Text under study:
————
Seeing an elephant fly through the watchful eye of legendary filmmaker Tim Burton should have been a joyous experience. With Dumbo, though, Burton made a movie as a flat as someone trapped under an elephant’s foot. Completely devoid of wonder, spectacle, or emotion, Dumbo is a movie that always feels like it’s on the brink of being really exciting, but never even gets close. As a result, a bunch of talented actors in pretty costumes stand on screen and watch a CG elephant fly around for 90 minutes, then you go home. That’s basically it.

Hellboy

As bloody and loud as Neil Marshall’s Hellboy was, you’d think that the movie would have been more memorable, but instead, the reboot quickly faded from the public consciousness, making it unlikely that we’ll see another live-action adaptation of the beloved Mike Mignola comic for quite a while. What’s a shame is that David Harbour definitely looked the part and brought a new energy to the role that’s been long associated with Ron Perlman. The movie was often visually stunning, but its lack of a cohesive plot and irregular pacing just made it too much of mess to really get into.
————
Work order: Reproduce the passage of the movie reviews starting with "As bloody and" and going on through "really get into.". The rows after this point come from a different source.

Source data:
————
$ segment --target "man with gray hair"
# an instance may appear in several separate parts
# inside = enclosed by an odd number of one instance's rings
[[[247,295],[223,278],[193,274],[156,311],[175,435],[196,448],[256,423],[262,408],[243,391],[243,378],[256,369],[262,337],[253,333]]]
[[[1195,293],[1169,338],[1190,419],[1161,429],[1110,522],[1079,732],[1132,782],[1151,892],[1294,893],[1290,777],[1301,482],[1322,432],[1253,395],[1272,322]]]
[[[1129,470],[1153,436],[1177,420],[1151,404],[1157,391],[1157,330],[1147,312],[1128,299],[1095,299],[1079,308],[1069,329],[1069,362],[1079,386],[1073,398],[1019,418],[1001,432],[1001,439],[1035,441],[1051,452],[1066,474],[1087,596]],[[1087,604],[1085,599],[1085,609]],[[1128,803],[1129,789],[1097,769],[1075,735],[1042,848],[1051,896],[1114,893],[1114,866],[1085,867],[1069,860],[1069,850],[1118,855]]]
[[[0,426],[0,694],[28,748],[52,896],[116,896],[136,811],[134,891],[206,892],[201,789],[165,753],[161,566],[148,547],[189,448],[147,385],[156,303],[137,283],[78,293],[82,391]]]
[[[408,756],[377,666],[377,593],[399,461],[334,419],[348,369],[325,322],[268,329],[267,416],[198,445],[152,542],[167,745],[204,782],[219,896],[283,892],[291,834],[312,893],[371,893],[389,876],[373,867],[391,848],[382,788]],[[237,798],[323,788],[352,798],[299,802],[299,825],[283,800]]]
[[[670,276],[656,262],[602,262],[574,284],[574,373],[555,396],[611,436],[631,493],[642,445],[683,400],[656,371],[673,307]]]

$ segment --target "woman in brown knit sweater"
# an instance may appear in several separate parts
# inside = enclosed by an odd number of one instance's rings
————
Exercise solution:
As bloody and loud as Neil Marshall’s Hellboy was, you’d think that the movie would have been more memorable, but instead, the reboot quickly faded from the public consciousness, making it unlikely that we’ll see another live-action adaptation of the beloved Mike Mignola comic for quite a while. What’s a shame is that David Harbour definitely looked the part and brought a new energy to the role that’s been long associated with Ron Perlman. The movie was often visually stunning, but its lack of a cohesive plot and irregular pacing just made it too much of mess to really get into.